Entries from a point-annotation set
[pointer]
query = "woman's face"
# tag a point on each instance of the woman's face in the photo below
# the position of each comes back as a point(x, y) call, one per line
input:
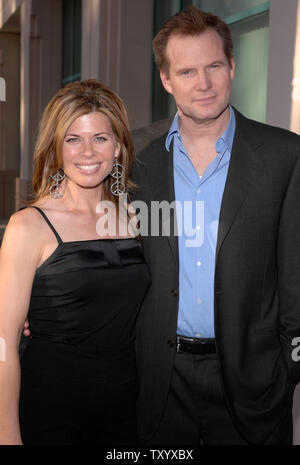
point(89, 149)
--
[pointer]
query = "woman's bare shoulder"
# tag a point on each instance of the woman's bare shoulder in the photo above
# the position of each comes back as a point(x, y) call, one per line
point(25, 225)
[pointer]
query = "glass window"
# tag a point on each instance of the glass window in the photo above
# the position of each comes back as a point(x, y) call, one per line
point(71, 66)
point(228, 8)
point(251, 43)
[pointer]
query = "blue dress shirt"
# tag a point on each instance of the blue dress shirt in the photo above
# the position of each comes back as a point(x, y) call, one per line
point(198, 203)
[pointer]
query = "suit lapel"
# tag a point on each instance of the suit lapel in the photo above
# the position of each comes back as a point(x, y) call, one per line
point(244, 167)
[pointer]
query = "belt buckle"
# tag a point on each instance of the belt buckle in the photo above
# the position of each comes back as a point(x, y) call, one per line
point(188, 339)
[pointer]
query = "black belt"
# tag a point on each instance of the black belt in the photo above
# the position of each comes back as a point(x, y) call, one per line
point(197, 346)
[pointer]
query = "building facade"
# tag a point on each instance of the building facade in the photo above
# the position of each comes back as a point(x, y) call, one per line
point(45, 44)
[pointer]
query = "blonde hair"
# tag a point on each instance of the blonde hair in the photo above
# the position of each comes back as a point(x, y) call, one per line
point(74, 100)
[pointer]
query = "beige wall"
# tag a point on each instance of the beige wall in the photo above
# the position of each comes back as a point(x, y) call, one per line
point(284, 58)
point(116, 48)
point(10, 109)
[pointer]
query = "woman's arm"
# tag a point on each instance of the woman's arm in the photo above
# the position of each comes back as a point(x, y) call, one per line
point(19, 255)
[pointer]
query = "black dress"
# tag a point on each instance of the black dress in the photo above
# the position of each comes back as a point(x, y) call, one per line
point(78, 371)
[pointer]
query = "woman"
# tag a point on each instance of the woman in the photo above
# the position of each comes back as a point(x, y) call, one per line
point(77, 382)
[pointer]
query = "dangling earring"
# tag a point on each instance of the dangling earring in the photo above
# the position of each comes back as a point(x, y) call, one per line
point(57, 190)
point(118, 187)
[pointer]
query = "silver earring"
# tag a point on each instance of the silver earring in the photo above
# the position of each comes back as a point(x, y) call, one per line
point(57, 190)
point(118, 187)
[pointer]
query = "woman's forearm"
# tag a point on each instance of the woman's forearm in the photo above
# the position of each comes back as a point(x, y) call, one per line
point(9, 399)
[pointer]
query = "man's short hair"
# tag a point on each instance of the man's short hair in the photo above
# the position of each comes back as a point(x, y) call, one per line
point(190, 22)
==
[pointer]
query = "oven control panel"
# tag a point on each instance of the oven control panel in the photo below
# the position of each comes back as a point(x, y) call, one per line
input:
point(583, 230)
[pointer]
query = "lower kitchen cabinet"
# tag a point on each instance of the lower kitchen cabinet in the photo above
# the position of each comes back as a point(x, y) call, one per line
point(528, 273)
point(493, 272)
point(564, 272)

■ **Your instructions**
Locate every line in the items above that contains the word "belt" and copy each of those lines.

■ **Result of the task**
query = "belt buckle"
# tag a point on each instance of the belt buckle in the photo above
query = "black belt"
# tag a point on each instance of the black belt in the photo above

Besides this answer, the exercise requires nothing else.